§ **TEXT FOR ANALYSIS**
--- START ---

8/21 Visiting a Slum In Nairobi
Today I visited the Kibera slum of Nairobi. I took a tour with an excellent guide named Eric, who started OAC Kenya – Tours & Crafts, a nonprofit organization. We started outside the Adams Arcade and continued into the open-air market, where people sold all sorts of things: fruit, vegetables, dried fish, clothes, shoes, and even raw sugarcane, which we bought. As it turns out, raw sugarcane is delicious: you chew some, get the sugar juices out, and then spit the fibers out. After indulging in this delightful treat, we gave the rest of the unfinished bag to some kids and walked on. as we continued, we eventually came to some more house-like structures. People who made metal, bone, and wood things worked there. We stopped by a couple of my siblings, bought some things, and continued our tour.
We soon came out of the market, onto a crowded street, and into the slums. This was where people lived. Some owned their own houses, but most rented theirs from landowners at $10-15+ a month. If they wanted to go to the bathroom, it costs them 10+ cents per use, shared between thousands of people, the same for showers. This may not sound like much, but most people earn less than $4 per day, and if you add it up, you have $120 per month if you get a job every single day, which is very unlikely, so it usually is only about $75 to $100 * 2 people = $175 ish. If you have a family of 6 people, which is about the typical family size, and each person goes to the bathroom once to twice a day, that’s $35 for bathrooms + $15 for rent + 1 shower per week per person; $2.4 = $52.4. and that is just utilities. Food is maybe $1-2 per meal per person; if they eat maybe two meals per day, it costs $270 to eat. This means half of the time; the people have to scrounge for less expensive food, things like sugarcane, an entire bag of which can cost from 10 to 20 shillings, about 8 to 17 cents USD. Fifteen days of eating stuff like sugarcane, while only around $15 in total, is not very substantial, so there is a lot of hunger, added to the lack of high-quality sanitation, which leads to disease, which is unfortunate. While in Kibera, we visited a woman’s house, much like most other houses: mud and stick walls, tin-roofed, one-roomed. She had electricity in her house so she could cook. She said she used to work as a cook, but her shop in the slum burned down. She had now been without a job for multiple months, and she and her family of 6 had been relying on her husband’s wages of $4 per day since her shop burned down. On top of her rent of $30, she was also keeping all four children in school, which cost her $300 per child per year. My mom gave her enough money to rebuild her shop, and we departed.

--- END ---

§ **DATA UNDER STUDY**
--- START ---

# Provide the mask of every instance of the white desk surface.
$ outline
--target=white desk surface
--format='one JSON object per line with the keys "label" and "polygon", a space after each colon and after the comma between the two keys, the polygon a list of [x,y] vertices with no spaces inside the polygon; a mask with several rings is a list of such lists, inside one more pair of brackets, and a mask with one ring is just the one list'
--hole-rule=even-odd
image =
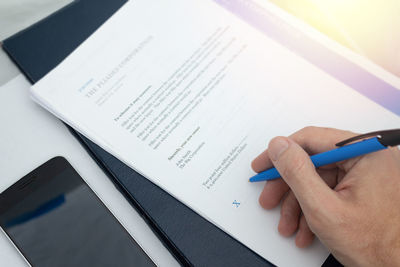
{"label": "white desk surface", "polygon": [[[19,75],[0,87],[0,192],[50,158],[63,156],[158,265],[177,266],[145,221],[64,124],[30,99],[29,86]],[[25,265],[6,236],[0,234],[0,266]]]}
{"label": "white desk surface", "polygon": [[[69,2],[71,0],[0,1],[0,40]],[[2,50],[0,70],[0,192],[50,158],[64,156],[157,265],[178,266],[150,227],[67,128],[31,101],[29,83]],[[0,266],[26,266],[2,233]]]}

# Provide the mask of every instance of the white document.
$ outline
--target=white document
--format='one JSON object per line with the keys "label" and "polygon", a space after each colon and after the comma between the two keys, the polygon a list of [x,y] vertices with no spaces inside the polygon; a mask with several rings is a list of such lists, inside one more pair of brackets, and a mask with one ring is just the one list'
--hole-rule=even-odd
{"label": "white document", "polygon": [[[319,266],[278,234],[250,163],[276,135],[400,119],[212,1],[129,1],[32,88],[50,112],[279,266]],[[179,220],[180,218],[176,218]],[[195,240],[194,240],[195,242]],[[223,248],[221,248],[223,249]]]}

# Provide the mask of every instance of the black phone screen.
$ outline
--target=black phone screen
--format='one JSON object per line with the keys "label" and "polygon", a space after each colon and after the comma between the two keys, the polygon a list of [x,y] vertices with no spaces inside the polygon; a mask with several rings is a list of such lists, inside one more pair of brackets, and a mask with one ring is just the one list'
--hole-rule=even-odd
{"label": "black phone screen", "polygon": [[154,266],[60,157],[0,194],[0,223],[33,266]]}

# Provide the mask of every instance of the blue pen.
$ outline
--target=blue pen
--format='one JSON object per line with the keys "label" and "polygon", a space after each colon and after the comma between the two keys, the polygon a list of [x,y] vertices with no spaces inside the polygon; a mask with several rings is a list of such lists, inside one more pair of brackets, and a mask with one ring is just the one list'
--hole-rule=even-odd
{"label": "blue pen", "polygon": [[[364,140],[359,141],[361,139]],[[355,141],[358,142],[353,143]],[[400,129],[372,132],[344,140],[336,144],[339,148],[313,155],[310,158],[314,166],[318,168],[398,145],[400,145]],[[279,172],[272,168],[251,177],[250,182],[269,181],[280,177]]]}

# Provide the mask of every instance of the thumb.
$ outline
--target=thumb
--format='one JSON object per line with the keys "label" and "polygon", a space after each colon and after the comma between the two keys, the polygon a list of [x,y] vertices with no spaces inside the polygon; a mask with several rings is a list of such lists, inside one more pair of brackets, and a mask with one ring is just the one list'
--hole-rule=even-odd
{"label": "thumb", "polygon": [[325,204],[332,204],[334,192],[318,175],[309,155],[297,143],[286,137],[276,137],[269,143],[268,155],[295,194],[305,215],[325,209]]}

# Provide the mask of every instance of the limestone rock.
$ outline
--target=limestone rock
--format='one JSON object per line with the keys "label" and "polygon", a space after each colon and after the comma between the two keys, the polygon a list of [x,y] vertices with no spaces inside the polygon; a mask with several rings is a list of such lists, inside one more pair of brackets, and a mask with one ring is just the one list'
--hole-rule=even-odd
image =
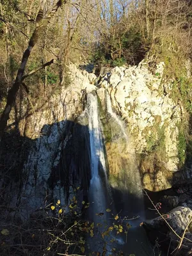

--- END ---

§ **ACTIVITY LIST**
1. According to the account of the Kibera visit, how much does schooling cost the woman whose house the group visited for each of her children?
2. List every kind of goods that the account of the Kibera visit says people sold in the open-air market.

§ **ANSWERS FOR EACH ITEM**
1. $300 per child per year.

2. Fruit, vegetables, dried fish, clothes, shoes, and raw sugarcane.